These are the key concepts you need to understand to accurately answer the question.

Probability Calculations
When dealing with normal distributions, one of the primary tasks is to calculate probabilities or the chance of certain events happening. In the given exercise, we are tasked with finding the probabilities linked to specific cholesterol levels, given that the levels follow a normal distribution. This probability calculation often requires transforming the actual data points using a Z-score formula and then using the standard normal distribution to find probabilities.
  • Finding the probability: We determine how likely a specific outcome is, say, whether a cholesterol value is less than or greater than some threshold.

  • Probabilities with Z-scores: Once we calculate the Z-score, we can use standard tables or software to find the probabilities associated with those scores.

This process simplifies finding the probability of any given distribution, as long as the data is normally distributed. For part (a) of the exercise, we found that there is a 92.36% chance the cholesterol level is at most 250 mg/dL.
Standard Normal Distribution
The standard normal distribution is a fundamental concept in statistics, representing a normal distribution with a mean of 0 and a standard deviation of 1. It is the basis for the Z-score calculation and serves as a universal standard for comparing different data sets. By converting any normal distribution to a standard form, we enable easy probability calculations regardless of the original mean or standard deviation.
  • Standard transformation: This transformation involves converting any real-life normal distribution to standard normal form using the formula: \( Z = \frac{X - \mu}{\sigma} \).

Supplied information:

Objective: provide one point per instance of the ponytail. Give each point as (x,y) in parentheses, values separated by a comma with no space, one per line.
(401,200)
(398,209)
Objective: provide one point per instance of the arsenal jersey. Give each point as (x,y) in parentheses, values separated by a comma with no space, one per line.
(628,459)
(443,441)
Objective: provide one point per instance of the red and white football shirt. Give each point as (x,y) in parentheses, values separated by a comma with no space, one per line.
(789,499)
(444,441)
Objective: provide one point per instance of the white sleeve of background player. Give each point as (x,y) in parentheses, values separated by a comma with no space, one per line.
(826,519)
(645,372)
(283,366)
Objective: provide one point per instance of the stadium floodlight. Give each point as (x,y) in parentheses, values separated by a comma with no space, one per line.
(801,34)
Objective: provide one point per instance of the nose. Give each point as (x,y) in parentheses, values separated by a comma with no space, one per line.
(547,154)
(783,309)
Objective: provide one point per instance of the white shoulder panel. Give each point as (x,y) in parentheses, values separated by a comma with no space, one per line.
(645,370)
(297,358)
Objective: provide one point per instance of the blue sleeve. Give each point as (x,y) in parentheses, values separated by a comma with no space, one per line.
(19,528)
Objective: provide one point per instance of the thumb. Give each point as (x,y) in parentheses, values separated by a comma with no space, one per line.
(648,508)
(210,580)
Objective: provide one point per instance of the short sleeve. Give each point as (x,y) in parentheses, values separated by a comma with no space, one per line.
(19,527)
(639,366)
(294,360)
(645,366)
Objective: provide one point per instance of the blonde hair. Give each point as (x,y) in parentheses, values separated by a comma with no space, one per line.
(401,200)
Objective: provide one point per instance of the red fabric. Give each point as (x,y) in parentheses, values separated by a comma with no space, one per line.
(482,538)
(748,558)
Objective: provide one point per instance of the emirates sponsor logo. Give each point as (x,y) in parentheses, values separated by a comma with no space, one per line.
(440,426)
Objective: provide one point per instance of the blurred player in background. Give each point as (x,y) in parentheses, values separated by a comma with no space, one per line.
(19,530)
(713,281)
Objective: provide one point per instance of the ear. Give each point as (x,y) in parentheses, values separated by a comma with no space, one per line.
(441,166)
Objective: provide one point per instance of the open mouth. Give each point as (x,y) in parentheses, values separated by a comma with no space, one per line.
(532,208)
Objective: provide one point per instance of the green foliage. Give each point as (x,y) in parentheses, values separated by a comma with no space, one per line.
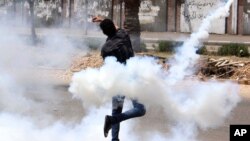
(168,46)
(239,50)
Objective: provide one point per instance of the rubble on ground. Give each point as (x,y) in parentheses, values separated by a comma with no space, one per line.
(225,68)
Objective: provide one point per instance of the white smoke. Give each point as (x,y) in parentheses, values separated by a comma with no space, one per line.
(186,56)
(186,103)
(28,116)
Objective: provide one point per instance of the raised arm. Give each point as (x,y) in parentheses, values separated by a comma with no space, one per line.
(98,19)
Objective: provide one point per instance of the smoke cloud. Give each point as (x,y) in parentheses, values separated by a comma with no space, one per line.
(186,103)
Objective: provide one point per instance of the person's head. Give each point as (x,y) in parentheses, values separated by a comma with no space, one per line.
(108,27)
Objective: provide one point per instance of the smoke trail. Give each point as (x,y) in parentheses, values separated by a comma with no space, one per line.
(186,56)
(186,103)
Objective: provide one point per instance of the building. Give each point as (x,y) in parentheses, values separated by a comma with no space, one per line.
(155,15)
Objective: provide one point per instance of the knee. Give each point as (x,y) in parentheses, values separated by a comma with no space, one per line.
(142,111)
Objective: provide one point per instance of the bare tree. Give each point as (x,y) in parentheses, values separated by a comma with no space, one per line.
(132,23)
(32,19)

The exercise: Quote the normal-distribution passage above verbatim, starting with "These are the" and ending after "with those scores.".

Problem solution:
These are the key concepts you need to understand to accurately answer the question.

Probability Calculations
When dealing with normal distributions, one of the primary tasks is to calculate probabilities or the chance of certain events happening. In the given exercise, we are tasked with finding the probabilities linked to specific cholesterol levels, given that the levels follow a normal distribution. This probability calculation often requires transforming the actual data points using a Z-score formula and then using the standard normal distribution to find probabilities.
  • Finding the probability: We determine how likely a specific outcome is, say, whether a cholesterol value is less than or greater than some threshold.

  • Probabilities with Z-scores: Once we calculate the Z-score, we can use standard tables or software to find the probabilities associated with those scores.